§ **Your task**:
Any picture in the material should be left out, while all other lines are copied exactly.
-------------------------
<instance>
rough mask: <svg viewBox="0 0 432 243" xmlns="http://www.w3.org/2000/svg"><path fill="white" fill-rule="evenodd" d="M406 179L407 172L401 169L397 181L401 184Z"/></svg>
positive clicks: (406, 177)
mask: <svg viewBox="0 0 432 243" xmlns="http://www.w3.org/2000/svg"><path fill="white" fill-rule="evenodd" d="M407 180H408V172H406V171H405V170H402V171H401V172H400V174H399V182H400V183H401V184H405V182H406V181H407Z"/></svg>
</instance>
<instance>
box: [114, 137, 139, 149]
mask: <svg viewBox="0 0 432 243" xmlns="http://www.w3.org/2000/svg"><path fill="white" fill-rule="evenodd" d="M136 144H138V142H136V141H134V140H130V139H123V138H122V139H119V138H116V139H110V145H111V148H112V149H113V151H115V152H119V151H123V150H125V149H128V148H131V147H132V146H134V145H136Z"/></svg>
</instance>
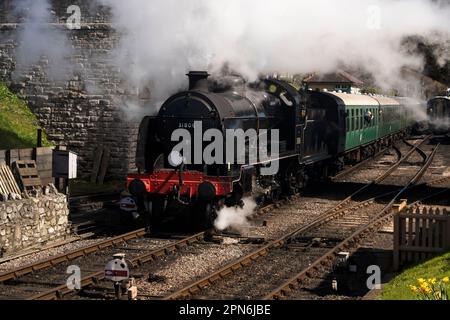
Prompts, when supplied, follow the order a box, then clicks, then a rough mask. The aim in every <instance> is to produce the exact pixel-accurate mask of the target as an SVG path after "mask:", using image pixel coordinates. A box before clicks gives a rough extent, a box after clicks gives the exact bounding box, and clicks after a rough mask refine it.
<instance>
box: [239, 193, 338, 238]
mask: <svg viewBox="0 0 450 320" xmlns="http://www.w3.org/2000/svg"><path fill="white" fill-rule="evenodd" d="M339 202H340V200H328V199H319V198H310V197H300V198H297V199H294V200H293V201H291V203H290V204H288V205H285V206H282V207H281V208H278V209H273V210H271V212H268V213H265V214H262V215H260V216H259V217H258V219H257V220H256V221H253V222H251V225H250V226H248V227H244V228H243V229H242V231H241V234H242V235H243V236H245V237H261V238H265V239H278V238H280V237H281V236H283V235H284V234H286V233H288V232H290V231H294V230H296V229H298V228H299V227H301V226H304V225H306V224H308V223H310V222H312V221H313V220H314V219H315V218H317V217H318V216H320V215H321V214H323V213H324V212H325V211H326V210H328V209H330V208H332V207H333V206H335V205H337V204H338V203H339ZM262 221H266V222H267V225H266V226H262Z"/></svg>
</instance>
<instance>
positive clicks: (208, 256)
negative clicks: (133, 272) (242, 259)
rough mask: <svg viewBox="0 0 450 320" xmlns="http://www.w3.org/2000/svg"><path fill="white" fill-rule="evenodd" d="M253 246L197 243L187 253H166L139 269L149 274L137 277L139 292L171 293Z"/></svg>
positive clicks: (145, 273)
mask: <svg viewBox="0 0 450 320" xmlns="http://www.w3.org/2000/svg"><path fill="white" fill-rule="evenodd" d="M252 249H253V248H250V247H249V246H243V245H211V244H208V245H194V246H193V247H190V248H189V251H188V252H186V253H181V254H178V255H177V256H170V257H165V258H164V259H163V260H161V261H156V262H155V263H153V264H151V265H149V266H150V268H147V267H143V268H140V269H138V270H136V272H138V273H139V272H143V273H145V274H146V275H147V274H148V275H149V276H147V277H143V278H140V279H137V280H136V285H137V287H138V294H139V295H141V296H148V297H158V296H164V295H167V294H169V293H171V292H173V291H175V290H177V289H181V288H182V287H183V286H186V285H188V284H190V283H191V282H193V281H194V279H199V278H201V277H203V276H206V275H207V274H209V273H212V272H213V271H215V270H218V269H219V268H220V267H221V266H224V265H225V264H227V263H230V262H232V261H233V260H235V259H238V258H240V257H242V256H244V255H245V254H247V253H249V252H250V251H251V250H252Z"/></svg>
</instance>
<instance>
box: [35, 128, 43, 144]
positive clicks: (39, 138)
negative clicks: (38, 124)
mask: <svg viewBox="0 0 450 320" xmlns="http://www.w3.org/2000/svg"><path fill="white" fill-rule="evenodd" d="M37 131H38V132H37V143H36V146H37V147H38V148H41V147H42V129H41V128H38V130H37Z"/></svg>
-------------------------
§ **Answer for this exercise**:
<instance>
rough mask: <svg viewBox="0 0 432 243" xmlns="http://www.w3.org/2000/svg"><path fill="white" fill-rule="evenodd" d="M406 179L407 172L401 169L397 181L401 184Z"/></svg>
positive clicks: (406, 177)
mask: <svg viewBox="0 0 432 243" xmlns="http://www.w3.org/2000/svg"><path fill="white" fill-rule="evenodd" d="M407 180H408V172H406V171H405V170H402V171H401V172H400V174H399V182H400V183H401V184H405V182H406V181H407Z"/></svg>
</instance>
<instance>
box: [114, 137, 139, 149]
mask: <svg viewBox="0 0 432 243" xmlns="http://www.w3.org/2000/svg"><path fill="white" fill-rule="evenodd" d="M136 144H138V142H136V141H134V140H130V139H123V138H122V139H119V138H116V139H110V145H111V148H112V149H113V151H115V152H119V151H123V150H125V149H128V148H131V147H132V146H134V145H136Z"/></svg>
</instance>
Prompts, when supplied, follow the order a box, then clicks, then a rough mask. The aim in every <instance> is to produce the exact pixel-accurate mask of the target as an SVG path after "mask:", using image pixel coordinates. A box before clicks gives a rough extent, a box after clicks gives the exact bounding box, and clicks after a rough mask refine it.
<instance>
box: [239, 193, 338, 238]
mask: <svg viewBox="0 0 450 320" xmlns="http://www.w3.org/2000/svg"><path fill="white" fill-rule="evenodd" d="M339 202H340V200H328V199H319V198H310V197H300V198H297V199H294V200H293V201H291V203H290V204H288V205H285V206H282V207H281V208H278V209H273V210H271V212H268V213H265V214H262V215H260V216H259V217H258V219H257V220H256V221H253V222H251V225H250V226H248V227H244V228H243V229H242V231H241V234H242V235H243V236H245V237H261V238H265V239H278V238H280V237H281V236H283V235H284V234H286V233H288V232H290V231H294V230H296V229H298V228H299V227H301V226H304V225H306V224H308V223H310V222H312V221H313V220H314V219H315V218H317V217H318V216H320V215H321V214H323V213H324V212H325V211H326V210H328V209H330V208H332V207H333V206H335V205H337V204H338V203H339ZM262 221H266V222H267V225H266V226H262Z"/></svg>
</instance>
<instance>
positive clicks: (208, 256)
negative clicks: (133, 272) (242, 259)
rough mask: <svg viewBox="0 0 450 320" xmlns="http://www.w3.org/2000/svg"><path fill="white" fill-rule="evenodd" d="M253 246L197 243L187 253H166L139 269L149 274L137 277L139 292L171 293Z"/></svg>
positive clicks: (145, 273)
mask: <svg viewBox="0 0 450 320" xmlns="http://www.w3.org/2000/svg"><path fill="white" fill-rule="evenodd" d="M252 249H253V248H250V247H249V246H243V245H211V244H208V245H194V246H193V247H190V248H189V251H188V252H186V253H181V254H178V255H177V256H170V257H165V258H164V259H163V260H161V261H156V262H155V263H153V264H151V265H149V266H150V268H147V267H143V268H140V269H138V270H136V272H138V273H139V272H143V273H145V274H146V275H147V274H148V275H149V276H147V277H143V278H140V279H137V280H136V285H137V287H138V294H139V295H141V296H148V297H158V296H164V295H167V294H169V293H171V292H173V291H175V290H177V289H181V288H182V287H183V286H186V285H188V284H190V283H191V282H193V281H194V279H199V278H201V277H203V276H206V275H207V274H209V273H212V272H213V271H215V270H218V269H219V268H220V267H221V266H224V265H225V264H227V263H230V262H232V261H233V260H235V259H238V258H240V257H242V256H244V255H245V254H247V253H249V252H250V251H251V250H252Z"/></svg>
</instance>
<instance>
box: [35, 128, 43, 144]
positive clicks: (39, 138)
negative clicks: (38, 124)
mask: <svg viewBox="0 0 450 320" xmlns="http://www.w3.org/2000/svg"><path fill="white" fill-rule="evenodd" d="M37 131H38V132H37V143H36V146H37V147H38V148H41V147H42V129H41V128H38V130H37Z"/></svg>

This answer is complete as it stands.